▶ **Text under study**:
-=-=-=-=-

IN Maba’d Jadidiat: Falsifa-wa-Tarikh kay Tanazur Mein Dr Iqbal Afaqi deliberates on the origin and evolution of postmodernism and its effect on life and disciplines in the contemporary world as seen against the background of historical and philosophical developments.

Postmodernism has been talked about elaborately, bringing its proponents and opponents in literary conformation or contradiction. Generally, postmodernism has been defined as “a philosophical movement, largely a reaction against the philosophical assumptions, values, and intellectual worldview of Western (especially European) history i.e., the period from about the beginning of the scientific revolution of the 16th and 17th centuries to the mid-20th century.”

-=-=-=-=-

Stored data entries:
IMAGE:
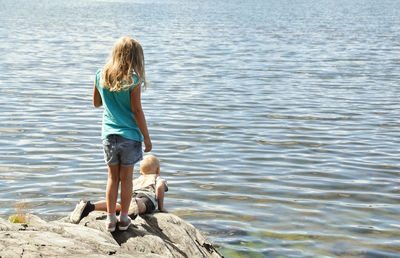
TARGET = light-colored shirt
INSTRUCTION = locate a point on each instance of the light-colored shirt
(148, 184)
(118, 117)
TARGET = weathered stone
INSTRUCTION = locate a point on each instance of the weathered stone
(155, 235)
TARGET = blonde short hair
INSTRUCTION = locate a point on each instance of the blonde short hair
(149, 164)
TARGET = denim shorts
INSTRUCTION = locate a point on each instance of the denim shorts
(122, 151)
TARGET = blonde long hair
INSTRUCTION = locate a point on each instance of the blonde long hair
(126, 57)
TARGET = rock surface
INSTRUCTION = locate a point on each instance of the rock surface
(155, 235)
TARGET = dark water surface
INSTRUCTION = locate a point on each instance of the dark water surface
(277, 122)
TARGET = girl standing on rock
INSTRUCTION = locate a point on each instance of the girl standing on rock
(117, 87)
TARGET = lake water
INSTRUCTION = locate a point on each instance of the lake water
(277, 122)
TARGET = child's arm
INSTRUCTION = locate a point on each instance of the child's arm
(96, 97)
(160, 196)
(140, 119)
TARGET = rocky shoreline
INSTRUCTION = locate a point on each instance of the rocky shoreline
(154, 235)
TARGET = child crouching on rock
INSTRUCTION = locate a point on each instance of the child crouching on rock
(147, 193)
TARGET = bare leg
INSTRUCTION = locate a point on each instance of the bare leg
(125, 175)
(141, 206)
(102, 206)
(112, 188)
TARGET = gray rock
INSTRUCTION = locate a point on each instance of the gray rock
(155, 235)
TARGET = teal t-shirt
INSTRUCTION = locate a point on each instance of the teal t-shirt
(118, 116)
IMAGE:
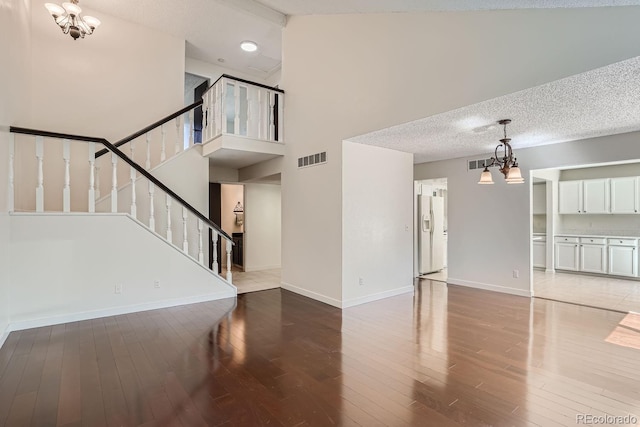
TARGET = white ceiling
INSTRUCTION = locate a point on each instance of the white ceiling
(213, 29)
(595, 103)
(599, 102)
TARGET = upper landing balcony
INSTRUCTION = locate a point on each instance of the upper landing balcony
(242, 123)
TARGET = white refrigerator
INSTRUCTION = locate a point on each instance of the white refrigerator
(430, 233)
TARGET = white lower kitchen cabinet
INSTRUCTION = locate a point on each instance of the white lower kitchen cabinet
(593, 258)
(623, 260)
(567, 254)
(539, 253)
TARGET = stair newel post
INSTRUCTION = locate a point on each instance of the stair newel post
(200, 248)
(134, 207)
(229, 261)
(152, 216)
(11, 189)
(191, 129)
(236, 106)
(271, 117)
(185, 240)
(163, 149)
(92, 177)
(179, 136)
(40, 182)
(169, 232)
(214, 239)
(66, 191)
(114, 182)
(147, 164)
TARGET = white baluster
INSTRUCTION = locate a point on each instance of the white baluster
(114, 182)
(92, 177)
(163, 149)
(191, 128)
(147, 164)
(214, 238)
(152, 216)
(11, 190)
(272, 125)
(236, 117)
(134, 207)
(200, 248)
(185, 241)
(169, 232)
(262, 121)
(229, 261)
(223, 114)
(40, 182)
(179, 135)
(97, 181)
(66, 191)
(280, 123)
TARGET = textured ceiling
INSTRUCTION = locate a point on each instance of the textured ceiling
(599, 102)
(328, 7)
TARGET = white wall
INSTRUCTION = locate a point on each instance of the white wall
(109, 84)
(15, 94)
(377, 243)
(65, 268)
(346, 75)
(263, 221)
(487, 243)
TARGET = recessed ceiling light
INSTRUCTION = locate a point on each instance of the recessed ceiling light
(248, 46)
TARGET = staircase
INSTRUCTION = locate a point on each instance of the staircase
(99, 229)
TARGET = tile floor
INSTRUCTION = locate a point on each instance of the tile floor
(595, 291)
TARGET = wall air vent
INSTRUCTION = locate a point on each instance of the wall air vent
(478, 164)
(312, 160)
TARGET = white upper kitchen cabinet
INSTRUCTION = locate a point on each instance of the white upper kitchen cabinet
(570, 197)
(595, 196)
(539, 199)
(624, 195)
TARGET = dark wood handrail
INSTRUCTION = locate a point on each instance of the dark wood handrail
(151, 127)
(111, 147)
(275, 89)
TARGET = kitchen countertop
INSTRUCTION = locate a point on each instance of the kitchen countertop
(601, 236)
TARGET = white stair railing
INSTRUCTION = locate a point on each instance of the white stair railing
(239, 107)
(139, 199)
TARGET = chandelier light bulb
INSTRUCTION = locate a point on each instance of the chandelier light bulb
(68, 18)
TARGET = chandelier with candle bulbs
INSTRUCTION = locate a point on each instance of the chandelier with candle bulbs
(69, 20)
(507, 163)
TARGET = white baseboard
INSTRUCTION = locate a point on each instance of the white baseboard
(4, 336)
(114, 311)
(261, 268)
(310, 294)
(374, 297)
(489, 287)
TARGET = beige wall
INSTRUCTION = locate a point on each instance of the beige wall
(346, 75)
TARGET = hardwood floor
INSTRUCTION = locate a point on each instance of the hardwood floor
(610, 293)
(445, 356)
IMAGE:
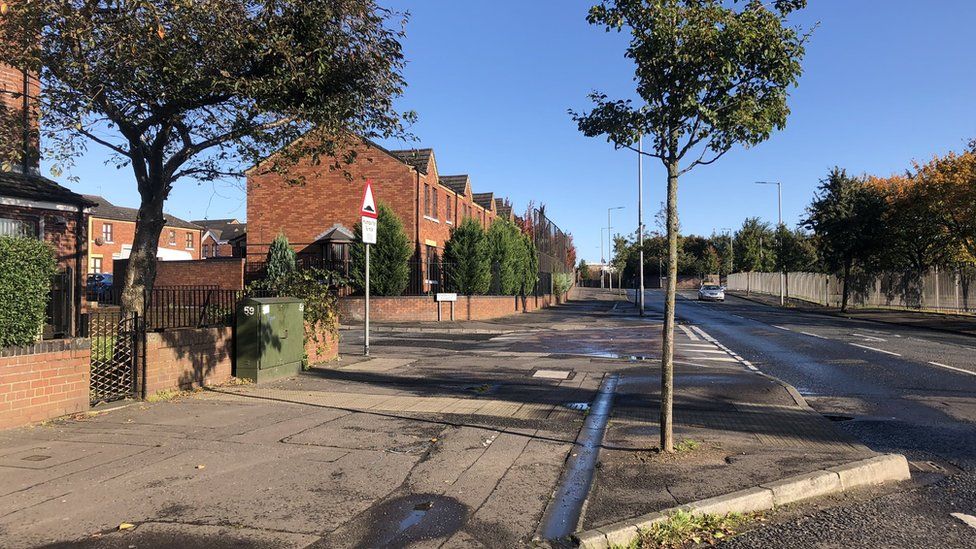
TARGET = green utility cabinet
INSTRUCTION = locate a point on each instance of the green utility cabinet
(270, 340)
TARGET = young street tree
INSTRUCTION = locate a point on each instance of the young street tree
(205, 89)
(710, 75)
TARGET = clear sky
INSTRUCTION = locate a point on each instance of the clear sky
(884, 82)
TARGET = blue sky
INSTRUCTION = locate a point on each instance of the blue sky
(884, 83)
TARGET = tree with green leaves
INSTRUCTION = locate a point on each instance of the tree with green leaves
(847, 217)
(794, 252)
(389, 258)
(281, 259)
(506, 251)
(710, 76)
(205, 89)
(468, 258)
(755, 247)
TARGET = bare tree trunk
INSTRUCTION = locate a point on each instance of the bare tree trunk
(140, 275)
(667, 346)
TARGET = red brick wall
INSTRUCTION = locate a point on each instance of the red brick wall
(227, 272)
(424, 308)
(302, 212)
(43, 381)
(184, 359)
(123, 234)
(327, 351)
(60, 230)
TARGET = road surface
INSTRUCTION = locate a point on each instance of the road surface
(897, 389)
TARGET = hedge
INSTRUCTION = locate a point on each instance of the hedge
(26, 268)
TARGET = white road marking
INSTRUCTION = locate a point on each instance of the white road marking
(875, 349)
(940, 365)
(969, 520)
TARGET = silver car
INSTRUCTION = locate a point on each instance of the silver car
(711, 292)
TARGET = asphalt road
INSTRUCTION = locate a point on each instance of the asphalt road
(897, 389)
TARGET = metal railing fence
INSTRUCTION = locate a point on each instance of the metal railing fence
(940, 290)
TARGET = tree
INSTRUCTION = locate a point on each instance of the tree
(281, 259)
(389, 258)
(755, 246)
(506, 253)
(710, 76)
(952, 180)
(205, 89)
(848, 219)
(794, 252)
(468, 256)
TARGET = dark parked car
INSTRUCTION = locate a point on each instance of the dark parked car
(98, 286)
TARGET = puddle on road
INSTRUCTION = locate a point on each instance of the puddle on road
(410, 519)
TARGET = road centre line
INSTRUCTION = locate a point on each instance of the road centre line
(691, 335)
(940, 365)
(875, 349)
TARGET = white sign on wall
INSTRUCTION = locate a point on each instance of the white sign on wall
(369, 230)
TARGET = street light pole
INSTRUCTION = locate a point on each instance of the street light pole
(640, 223)
(779, 198)
(610, 243)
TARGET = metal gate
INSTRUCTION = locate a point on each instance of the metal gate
(115, 346)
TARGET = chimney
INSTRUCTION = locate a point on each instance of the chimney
(18, 118)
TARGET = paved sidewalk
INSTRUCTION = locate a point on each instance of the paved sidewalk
(441, 439)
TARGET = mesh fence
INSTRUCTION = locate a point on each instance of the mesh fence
(937, 290)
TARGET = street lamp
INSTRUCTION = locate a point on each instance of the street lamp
(731, 249)
(640, 224)
(779, 193)
(610, 241)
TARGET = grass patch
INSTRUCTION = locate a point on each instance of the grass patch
(683, 529)
(687, 446)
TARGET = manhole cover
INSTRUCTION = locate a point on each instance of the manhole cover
(552, 374)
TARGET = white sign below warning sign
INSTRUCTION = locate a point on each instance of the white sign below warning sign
(369, 230)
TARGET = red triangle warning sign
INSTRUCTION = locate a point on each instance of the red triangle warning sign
(369, 205)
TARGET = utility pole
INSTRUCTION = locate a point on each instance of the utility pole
(640, 224)
(610, 242)
(779, 195)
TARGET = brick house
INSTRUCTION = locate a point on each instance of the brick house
(318, 216)
(34, 206)
(112, 229)
(222, 238)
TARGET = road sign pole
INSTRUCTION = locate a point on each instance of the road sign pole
(366, 339)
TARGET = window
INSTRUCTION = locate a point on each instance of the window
(18, 227)
(433, 269)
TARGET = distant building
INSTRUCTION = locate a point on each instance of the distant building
(112, 229)
(223, 237)
(318, 216)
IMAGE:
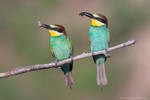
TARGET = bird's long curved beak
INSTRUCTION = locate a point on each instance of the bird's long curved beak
(86, 14)
(44, 25)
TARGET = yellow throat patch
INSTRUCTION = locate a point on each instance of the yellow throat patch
(54, 33)
(95, 22)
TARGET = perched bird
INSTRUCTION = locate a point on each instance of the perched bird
(99, 40)
(61, 48)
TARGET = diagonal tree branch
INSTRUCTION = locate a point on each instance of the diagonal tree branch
(30, 68)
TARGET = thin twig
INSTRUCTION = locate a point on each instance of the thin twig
(30, 68)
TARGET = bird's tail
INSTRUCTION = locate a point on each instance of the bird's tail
(68, 79)
(101, 75)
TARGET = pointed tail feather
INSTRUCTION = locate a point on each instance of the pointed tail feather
(101, 76)
(69, 80)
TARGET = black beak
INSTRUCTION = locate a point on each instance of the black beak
(45, 26)
(86, 14)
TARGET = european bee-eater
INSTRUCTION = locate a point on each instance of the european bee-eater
(99, 40)
(61, 48)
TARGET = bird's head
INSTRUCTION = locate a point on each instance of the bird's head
(54, 30)
(96, 19)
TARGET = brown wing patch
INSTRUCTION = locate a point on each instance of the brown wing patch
(104, 18)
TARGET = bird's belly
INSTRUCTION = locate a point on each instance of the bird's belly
(61, 51)
(98, 44)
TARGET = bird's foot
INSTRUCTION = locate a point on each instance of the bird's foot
(106, 53)
(56, 64)
(71, 58)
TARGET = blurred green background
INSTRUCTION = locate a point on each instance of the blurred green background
(23, 43)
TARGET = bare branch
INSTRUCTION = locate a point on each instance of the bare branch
(30, 68)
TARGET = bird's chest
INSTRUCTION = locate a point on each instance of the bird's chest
(98, 39)
(60, 48)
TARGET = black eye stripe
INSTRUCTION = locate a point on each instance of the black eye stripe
(101, 20)
(58, 30)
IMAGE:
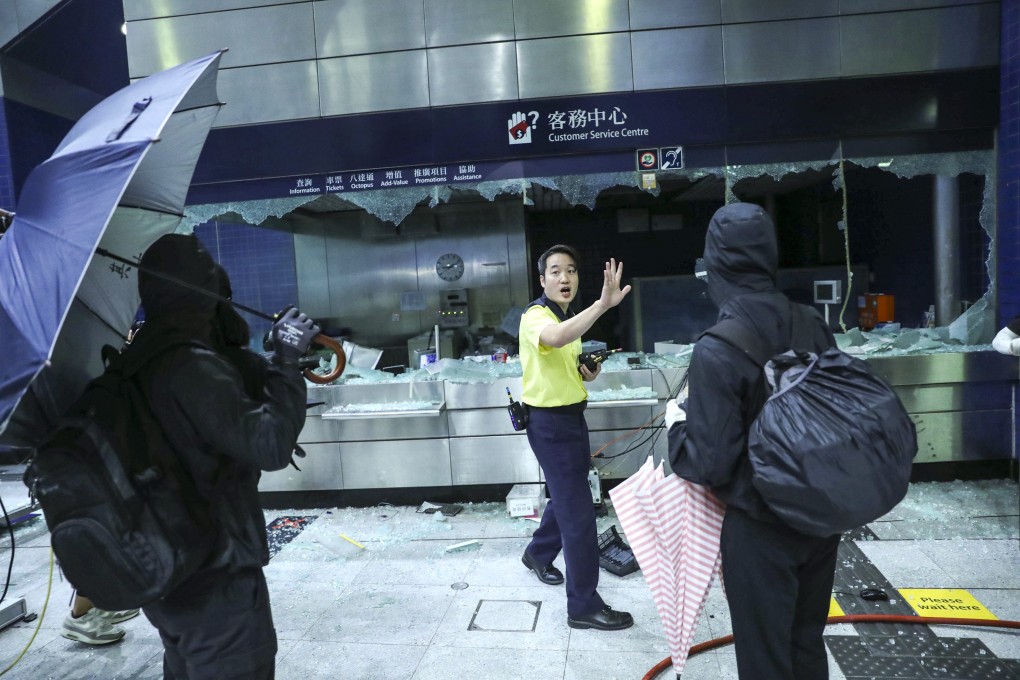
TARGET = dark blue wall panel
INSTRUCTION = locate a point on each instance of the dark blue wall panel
(6, 174)
(1009, 164)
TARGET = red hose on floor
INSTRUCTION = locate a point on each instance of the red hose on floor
(854, 618)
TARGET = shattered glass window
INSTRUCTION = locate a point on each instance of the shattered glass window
(972, 329)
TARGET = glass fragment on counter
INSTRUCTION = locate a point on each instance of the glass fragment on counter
(380, 407)
(897, 342)
(621, 395)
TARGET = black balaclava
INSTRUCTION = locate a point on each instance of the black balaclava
(741, 252)
(184, 258)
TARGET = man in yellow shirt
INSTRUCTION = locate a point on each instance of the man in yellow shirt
(550, 343)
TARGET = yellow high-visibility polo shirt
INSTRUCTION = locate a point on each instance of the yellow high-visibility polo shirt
(551, 376)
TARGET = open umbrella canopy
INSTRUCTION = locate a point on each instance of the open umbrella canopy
(108, 185)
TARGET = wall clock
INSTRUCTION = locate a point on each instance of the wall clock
(450, 267)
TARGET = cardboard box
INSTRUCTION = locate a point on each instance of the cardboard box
(526, 500)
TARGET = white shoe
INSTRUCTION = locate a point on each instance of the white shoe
(114, 617)
(91, 628)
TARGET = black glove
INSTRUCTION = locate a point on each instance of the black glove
(292, 334)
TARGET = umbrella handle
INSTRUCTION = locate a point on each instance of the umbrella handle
(337, 349)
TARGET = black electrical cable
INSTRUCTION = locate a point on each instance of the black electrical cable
(10, 564)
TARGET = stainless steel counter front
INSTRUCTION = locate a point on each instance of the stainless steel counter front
(963, 405)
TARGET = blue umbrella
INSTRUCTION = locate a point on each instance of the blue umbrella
(117, 182)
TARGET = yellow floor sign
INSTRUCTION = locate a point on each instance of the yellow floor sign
(951, 603)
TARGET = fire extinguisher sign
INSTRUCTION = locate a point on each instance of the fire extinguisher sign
(648, 159)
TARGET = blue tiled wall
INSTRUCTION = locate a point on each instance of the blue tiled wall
(6, 172)
(261, 265)
(1009, 164)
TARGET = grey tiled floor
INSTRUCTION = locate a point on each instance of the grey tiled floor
(402, 607)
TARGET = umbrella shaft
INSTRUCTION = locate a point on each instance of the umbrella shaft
(174, 279)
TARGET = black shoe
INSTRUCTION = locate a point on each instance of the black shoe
(549, 574)
(605, 619)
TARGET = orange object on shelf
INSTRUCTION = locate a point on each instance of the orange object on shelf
(875, 308)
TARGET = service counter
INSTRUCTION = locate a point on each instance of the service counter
(447, 433)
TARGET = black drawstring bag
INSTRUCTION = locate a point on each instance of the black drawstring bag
(832, 448)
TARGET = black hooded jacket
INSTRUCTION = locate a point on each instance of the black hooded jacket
(727, 388)
(223, 436)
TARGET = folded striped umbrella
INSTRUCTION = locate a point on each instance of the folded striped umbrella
(673, 528)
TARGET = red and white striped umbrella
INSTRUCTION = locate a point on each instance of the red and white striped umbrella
(673, 528)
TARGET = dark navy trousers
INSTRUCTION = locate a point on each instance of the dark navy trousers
(778, 585)
(217, 626)
(559, 439)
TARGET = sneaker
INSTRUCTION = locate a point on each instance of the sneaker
(91, 628)
(115, 617)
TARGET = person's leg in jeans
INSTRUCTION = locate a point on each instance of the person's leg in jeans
(760, 577)
(813, 595)
(217, 626)
(559, 440)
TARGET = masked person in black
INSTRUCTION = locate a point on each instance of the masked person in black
(218, 623)
(778, 581)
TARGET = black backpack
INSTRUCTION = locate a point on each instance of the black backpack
(831, 449)
(128, 523)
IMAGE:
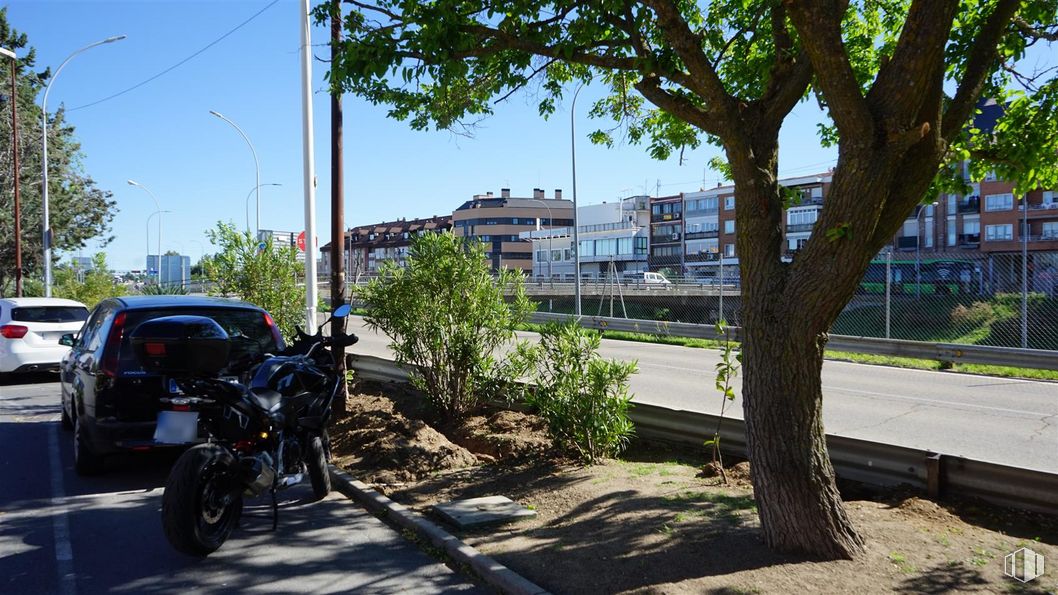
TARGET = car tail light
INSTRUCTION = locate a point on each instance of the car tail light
(113, 347)
(16, 330)
(275, 330)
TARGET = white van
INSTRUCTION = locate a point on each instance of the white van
(645, 278)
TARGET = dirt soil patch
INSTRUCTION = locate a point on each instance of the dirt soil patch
(652, 523)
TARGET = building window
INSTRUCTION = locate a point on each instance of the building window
(999, 233)
(999, 202)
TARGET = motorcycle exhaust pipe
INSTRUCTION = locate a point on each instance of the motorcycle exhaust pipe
(257, 474)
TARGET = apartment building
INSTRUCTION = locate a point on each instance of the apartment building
(367, 247)
(667, 233)
(614, 238)
(693, 233)
(497, 222)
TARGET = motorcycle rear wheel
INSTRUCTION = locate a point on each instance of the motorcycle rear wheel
(316, 462)
(198, 507)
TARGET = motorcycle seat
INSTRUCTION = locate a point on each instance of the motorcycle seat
(266, 398)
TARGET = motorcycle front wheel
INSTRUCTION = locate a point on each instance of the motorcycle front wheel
(200, 505)
(316, 462)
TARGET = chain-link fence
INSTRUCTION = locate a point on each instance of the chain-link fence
(999, 300)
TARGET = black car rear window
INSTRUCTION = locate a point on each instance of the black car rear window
(49, 313)
(248, 330)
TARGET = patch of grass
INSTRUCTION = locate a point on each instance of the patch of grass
(982, 557)
(721, 499)
(900, 561)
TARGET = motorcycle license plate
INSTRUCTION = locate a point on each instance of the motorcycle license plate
(176, 427)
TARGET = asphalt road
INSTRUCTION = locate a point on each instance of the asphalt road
(986, 418)
(68, 535)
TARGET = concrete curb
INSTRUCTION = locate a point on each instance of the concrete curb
(490, 571)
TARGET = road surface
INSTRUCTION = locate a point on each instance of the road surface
(1002, 420)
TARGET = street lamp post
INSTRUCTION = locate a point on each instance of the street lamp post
(1024, 271)
(257, 166)
(159, 213)
(918, 244)
(15, 169)
(577, 244)
(257, 187)
(158, 205)
(43, 193)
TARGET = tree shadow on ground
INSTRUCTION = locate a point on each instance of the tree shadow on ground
(944, 578)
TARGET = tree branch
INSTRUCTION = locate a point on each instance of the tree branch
(680, 107)
(984, 52)
(688, 47)
(819, 24)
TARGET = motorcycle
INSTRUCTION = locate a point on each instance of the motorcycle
(263, 434)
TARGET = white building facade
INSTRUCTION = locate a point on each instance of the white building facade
(613, 238)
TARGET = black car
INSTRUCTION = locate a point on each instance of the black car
(109, 401)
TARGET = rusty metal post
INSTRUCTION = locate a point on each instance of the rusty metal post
(338, 213)
(15, 176)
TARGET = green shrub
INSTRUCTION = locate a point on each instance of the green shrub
(447, 317)
(583, 397)
(979, 313)
(265, 277)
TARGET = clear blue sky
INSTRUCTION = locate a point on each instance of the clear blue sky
(162, 134)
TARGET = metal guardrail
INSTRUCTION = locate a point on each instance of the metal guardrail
(954, 353)
(853, 458)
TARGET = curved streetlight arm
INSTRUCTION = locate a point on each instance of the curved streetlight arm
(247, 209)
(43, 133)
(257, 165)
(577, 237)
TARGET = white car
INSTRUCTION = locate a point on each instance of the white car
(30, 331)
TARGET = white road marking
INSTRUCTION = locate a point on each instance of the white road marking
(941, 402)
(60, 525)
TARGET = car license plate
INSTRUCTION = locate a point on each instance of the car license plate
(177, 427)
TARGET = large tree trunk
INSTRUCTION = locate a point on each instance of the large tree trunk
(794, 483)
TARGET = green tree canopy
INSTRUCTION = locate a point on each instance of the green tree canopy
(899, 79)
(78, 211)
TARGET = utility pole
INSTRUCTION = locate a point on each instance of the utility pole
(308, 163)
(15, 172)
(338, 216)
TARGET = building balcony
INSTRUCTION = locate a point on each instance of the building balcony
(1043, 211)
(907, 242)
(667, 238)
(654, 260)
(970, 205)
(660, 218)
(704, 257)
(800, 228)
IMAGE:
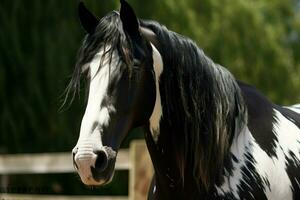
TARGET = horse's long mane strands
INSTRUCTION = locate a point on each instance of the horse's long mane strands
(203, 104)
(110, 36)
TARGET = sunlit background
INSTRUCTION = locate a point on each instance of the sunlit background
(257, 40)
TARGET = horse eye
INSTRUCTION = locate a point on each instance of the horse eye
(136, 62)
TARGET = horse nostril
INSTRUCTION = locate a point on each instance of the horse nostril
(101, 160)
(74, 151)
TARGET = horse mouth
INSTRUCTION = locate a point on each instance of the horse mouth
(103, 177)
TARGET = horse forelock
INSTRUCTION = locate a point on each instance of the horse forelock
(108, 37)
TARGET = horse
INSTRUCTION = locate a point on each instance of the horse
(209, 135)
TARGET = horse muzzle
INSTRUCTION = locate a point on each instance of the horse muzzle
(95, 166)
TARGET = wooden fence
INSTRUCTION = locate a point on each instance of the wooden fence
(136, 160)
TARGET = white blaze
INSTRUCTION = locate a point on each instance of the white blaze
(157, 111)
(94, 116)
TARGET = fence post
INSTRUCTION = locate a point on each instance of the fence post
(141, 173)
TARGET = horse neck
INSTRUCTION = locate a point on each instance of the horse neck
(202, 111)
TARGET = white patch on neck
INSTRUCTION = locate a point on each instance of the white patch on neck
(295, 108)
(157, 111)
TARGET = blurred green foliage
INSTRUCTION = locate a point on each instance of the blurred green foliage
(258, 41)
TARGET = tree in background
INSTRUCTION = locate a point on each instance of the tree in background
(258, 41)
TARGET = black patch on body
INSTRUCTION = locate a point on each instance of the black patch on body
(293, 171)
(260, 118)
(252, 185)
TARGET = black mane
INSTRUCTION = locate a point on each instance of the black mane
(202, 105)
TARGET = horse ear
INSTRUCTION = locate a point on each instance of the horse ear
(129, 20)
(88, 21)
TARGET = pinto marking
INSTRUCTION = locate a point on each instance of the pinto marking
(271, 170)
(94, 117)
(157, 111)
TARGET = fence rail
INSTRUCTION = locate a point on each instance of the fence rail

-=-=-=-=-

▶ **Parts of the exercise**:
1. Using the general definition quoted in the passage on postmodernism, explain what postmodernism is a reaction against.
2. In the passage on postmodernism, who deliberates on the origin and evolution of postmodernism in Maba’d Jadidiat: Falsifa-wa-Tarikh kay Tanazur Mein?

▶ **Numbered answers**:
1. Postmodernism is a reaction against the philosophical assumptions, values, and intellectual worldview of Western, especially European, history. That period runs from about the beginning of the scientific revolution of the 16th and 17th centuries to the mid-20th century.

2. Dr Iqbal Afaqi.